## Task to carry out
Copy out every one of the rows below word for word, changing nothing.

Excerpts from a dataset on object pointing
..............................

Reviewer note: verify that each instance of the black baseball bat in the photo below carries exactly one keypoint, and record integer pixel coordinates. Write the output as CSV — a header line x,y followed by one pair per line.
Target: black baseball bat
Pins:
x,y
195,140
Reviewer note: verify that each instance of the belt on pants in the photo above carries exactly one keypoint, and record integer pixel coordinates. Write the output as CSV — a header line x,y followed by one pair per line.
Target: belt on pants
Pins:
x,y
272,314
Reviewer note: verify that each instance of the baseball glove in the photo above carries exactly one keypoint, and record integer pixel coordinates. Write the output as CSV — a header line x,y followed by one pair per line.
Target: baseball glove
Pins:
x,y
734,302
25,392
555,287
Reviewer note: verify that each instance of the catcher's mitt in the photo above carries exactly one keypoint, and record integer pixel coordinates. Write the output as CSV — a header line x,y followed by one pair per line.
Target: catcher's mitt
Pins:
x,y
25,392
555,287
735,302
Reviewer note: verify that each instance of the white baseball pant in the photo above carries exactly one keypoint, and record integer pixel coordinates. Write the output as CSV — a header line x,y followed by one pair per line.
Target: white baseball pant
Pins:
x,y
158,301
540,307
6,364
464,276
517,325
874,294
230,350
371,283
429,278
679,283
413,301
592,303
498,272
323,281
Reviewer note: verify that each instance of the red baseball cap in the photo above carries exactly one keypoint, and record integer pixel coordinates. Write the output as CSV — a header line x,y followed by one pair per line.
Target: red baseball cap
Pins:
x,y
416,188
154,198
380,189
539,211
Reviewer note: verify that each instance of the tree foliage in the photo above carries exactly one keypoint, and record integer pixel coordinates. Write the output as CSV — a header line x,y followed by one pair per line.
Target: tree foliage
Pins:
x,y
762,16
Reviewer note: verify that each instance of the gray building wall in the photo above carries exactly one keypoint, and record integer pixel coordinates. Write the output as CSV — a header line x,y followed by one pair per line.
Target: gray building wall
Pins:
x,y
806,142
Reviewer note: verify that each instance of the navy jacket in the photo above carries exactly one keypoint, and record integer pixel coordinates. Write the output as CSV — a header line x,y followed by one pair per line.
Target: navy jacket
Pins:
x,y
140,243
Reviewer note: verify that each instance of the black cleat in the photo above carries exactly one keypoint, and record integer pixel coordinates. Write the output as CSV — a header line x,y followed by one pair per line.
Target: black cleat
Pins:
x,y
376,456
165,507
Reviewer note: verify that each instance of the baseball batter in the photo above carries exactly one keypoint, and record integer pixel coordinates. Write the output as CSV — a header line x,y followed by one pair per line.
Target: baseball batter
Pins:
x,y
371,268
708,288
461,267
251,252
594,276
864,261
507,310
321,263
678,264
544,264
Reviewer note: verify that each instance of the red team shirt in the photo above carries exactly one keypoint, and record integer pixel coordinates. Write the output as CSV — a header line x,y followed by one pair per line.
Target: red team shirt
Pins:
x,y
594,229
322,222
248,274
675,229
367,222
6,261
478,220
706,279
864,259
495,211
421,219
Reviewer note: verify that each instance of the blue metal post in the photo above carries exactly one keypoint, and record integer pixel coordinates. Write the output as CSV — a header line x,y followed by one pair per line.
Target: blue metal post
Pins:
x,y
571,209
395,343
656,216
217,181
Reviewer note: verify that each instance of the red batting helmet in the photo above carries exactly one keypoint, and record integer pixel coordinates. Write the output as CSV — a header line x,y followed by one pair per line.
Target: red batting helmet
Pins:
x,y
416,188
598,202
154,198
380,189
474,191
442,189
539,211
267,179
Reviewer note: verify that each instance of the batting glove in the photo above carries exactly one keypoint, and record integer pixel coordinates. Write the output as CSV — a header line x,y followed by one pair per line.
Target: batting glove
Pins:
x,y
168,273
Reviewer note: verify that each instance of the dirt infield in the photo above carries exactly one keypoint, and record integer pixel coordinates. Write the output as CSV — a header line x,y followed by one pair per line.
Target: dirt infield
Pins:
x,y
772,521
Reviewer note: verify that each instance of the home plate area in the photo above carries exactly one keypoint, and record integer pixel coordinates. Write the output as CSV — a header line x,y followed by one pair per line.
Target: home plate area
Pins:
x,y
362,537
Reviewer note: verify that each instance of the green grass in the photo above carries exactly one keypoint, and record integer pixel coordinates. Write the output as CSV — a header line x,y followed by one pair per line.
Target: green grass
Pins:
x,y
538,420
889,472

..............................

## Solution for this problem
Reviewer note: verify that each instance of the black baseball bat in the photo below carries exactly one keypoint, and record integer pixel coordinates. Write the output as CSV — a header line x,y followed by one pair per line.
Target: black baseball bat
Pins:
x,y
195,140
Reviewer note: verify that each instance of the belt on pants in the photo above carries exactly one keypoint, and record integer pixel coordinates. Write the output as CSV — a header line x,y followed by one pair per line.
Target: belt on pants
Pins:
x,y
272,314
Reviewer note: verify that each instance of the baseball glove in the photo above carries exactly one keypoint, and record integer pixel coordinates. Write the output as CSV — a header line x,y followed by one pair per line.
Target: baseball glove
Pins:
x,y
734,302
25,392
555,287
Reviewer note: verify that each instance of the catcher's mitt in the photo above carries exactly one keypoint, and record integer pixel coordinates. Write the output as CSV — a header line x,y followed by one pair per line.
Target: catcher's mitt
Pins:
x,y
25,392
555,287
735,302
Reviewer note: verify that each instance of the white baseball pant in the photo above carries exactly one keypoint, and record integer pixel coordinates. Write the output as CSV — a header line x,y followed by one pair per line.
Target: white baseball pant
Pins:
x,y
158,301
540,307
6,364
464,276
517,325
874,294
230,350
371,283
429,278
679,283
413,301
592,303
498,272
323,281
Reviewer note: verify that each instance of the red baseball cap in the photo above carries exactly one keypoint, and record integer pixel coordinates. Write the output as CSV — a header line x,y followed by one pair per line.
Target: red baseball cap
Pins:
x,y
416,188
154,198
380,189
539,211
Reviewer note: verify that each instance of the tree foliage in the photo above carries exactly one keypoint, and record integer pixel coordinates. Write the output as CSV — a header line x,y followed by one pair per line.
Target: tree foliage
Pins:
x,y
762,16
Reviewer note: verify that each instance of the gray building wall in the photo above carries exactly one keypoint, and record integer pixel coordinates. Write the output as CSV — a header line x,y followed by one pair per line.
Target: gray building wall
Pins:
x,y
806,142
Reviewer note: verify that each instance of the navy jacket in the photo above carries exactly one keypoint, and record integer pixel coordinates. Write the output as CSV — a header line x,y followed by one pair per line.
Target: navy jacket
Pins:
x,y
140,243
Reviewer note: verify that each instance of the black cleat in the photo above carries exactly one keypoint, and record integer pixel coordinates. Write the output as CSV — a header line x,y followed by one pair per line.
Target: black cleat
Pins:
x,y
376,456
165,507
Reviewer note: verify that each instance of the baseball batter in the photo above carries exactly one keypoint, and record integer pixel coordinates. Write the output as CSV — a header line x,y followed by one pair per line.
Target: baseball batter
Pins:
x,y
371,268
708,288
461,267
251,252
594,276
864,261
507,310
321,263
678,264
544,264
Reviewer note: verify that each instance of the red team shirt in the photo above carries exactly one keypoint, and record integer pixel coordinates. Write the output as CSV — a header line x,y followed by one pair per line.
Target: red team shirt
Pins:
x,y
594,229
322,222
248,274
675,229
367,222
6,261
478,220
706,279
864,259
495,211
421,219
Reviewer note: verify that each instance of the blue metal post in the photo above carries exactly one keypoint, and record integer pixel coordinates. Write the output as CSV — a header line x,y followed by one pair per line.
Target: blue metal post
Pins:
x,y
571,209
395,343
656,216
217,181
Reviewer note: verify that each instance of the red batting helmet in the photo above carries exactly one keypoint, and record integer pixel coordinates. Write the output as CSV — a header line x,y followed by one pair per line.
Target: red batting helmet
Pins:
x,y
416,188
598,202
154,198
380,189
474,191
442,189
539,211
267,179
Reviewer note: verify that each instance of the batting glove in the photo above carries exactly one keypoint, and record integer pixel coordinates. Write the output as CSV — a header line x,y followed by one pair per line.
Target: batting glove
Pins:
x,y
168,273
Reviewer note: verify that each instance of the dirt infield in the photo above carries exactly one keypoint, and record integer pixel coordinates. Write the output as CSV — a header line x,y followed by one pair per line.
Target: dirt infield
Pins:
x,y
772,521
Reviewer note: verify that each instance of the home plate area in the photo above carries exactly one keypoint, and record integer pixel coordinates. Write the output as CSV — a header line x,y followed by one pair per line.
Target: home plate area
Pins:
x,y
362,537
Reviewer note: verify that each instance of the green grass in the photo above carries exactly one keypoint, and record integer pixel coordinates. Write the output as CSV — a header line x,y followed by one pair per line.
Target: green grass
Pins:
x,y
538,420
889,472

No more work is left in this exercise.